Object location annotation data
•••
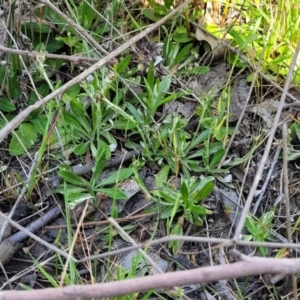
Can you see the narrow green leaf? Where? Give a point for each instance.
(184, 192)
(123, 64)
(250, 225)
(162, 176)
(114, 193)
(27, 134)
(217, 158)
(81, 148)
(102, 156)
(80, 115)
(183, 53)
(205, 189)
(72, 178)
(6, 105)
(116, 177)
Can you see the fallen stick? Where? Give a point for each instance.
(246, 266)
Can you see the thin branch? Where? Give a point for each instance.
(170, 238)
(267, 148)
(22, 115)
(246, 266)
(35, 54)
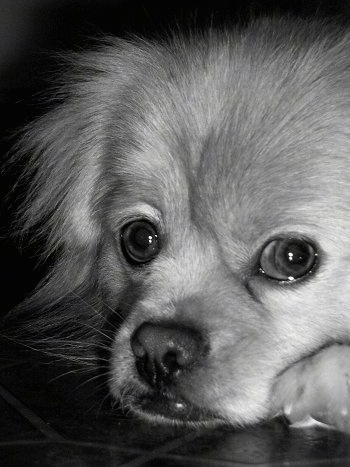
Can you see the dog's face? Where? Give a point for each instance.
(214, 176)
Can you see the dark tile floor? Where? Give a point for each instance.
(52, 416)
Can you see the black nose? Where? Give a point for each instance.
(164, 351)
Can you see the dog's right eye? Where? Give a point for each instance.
•••
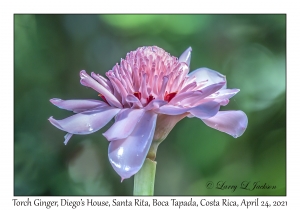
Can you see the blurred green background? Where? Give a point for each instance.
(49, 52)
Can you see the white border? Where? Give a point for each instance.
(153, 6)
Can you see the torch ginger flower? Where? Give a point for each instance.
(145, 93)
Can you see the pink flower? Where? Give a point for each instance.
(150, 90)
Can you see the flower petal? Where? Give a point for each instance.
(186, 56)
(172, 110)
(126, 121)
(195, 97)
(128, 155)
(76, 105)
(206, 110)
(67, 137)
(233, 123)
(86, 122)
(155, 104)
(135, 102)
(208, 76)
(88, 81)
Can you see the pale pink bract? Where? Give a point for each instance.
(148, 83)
•••
▶ **What is being asked**: Count the lines in the listing that contain the word "green", treating uppercase and lowercase as different. Reply with the number alone.

▶ **Exercise answer**: 2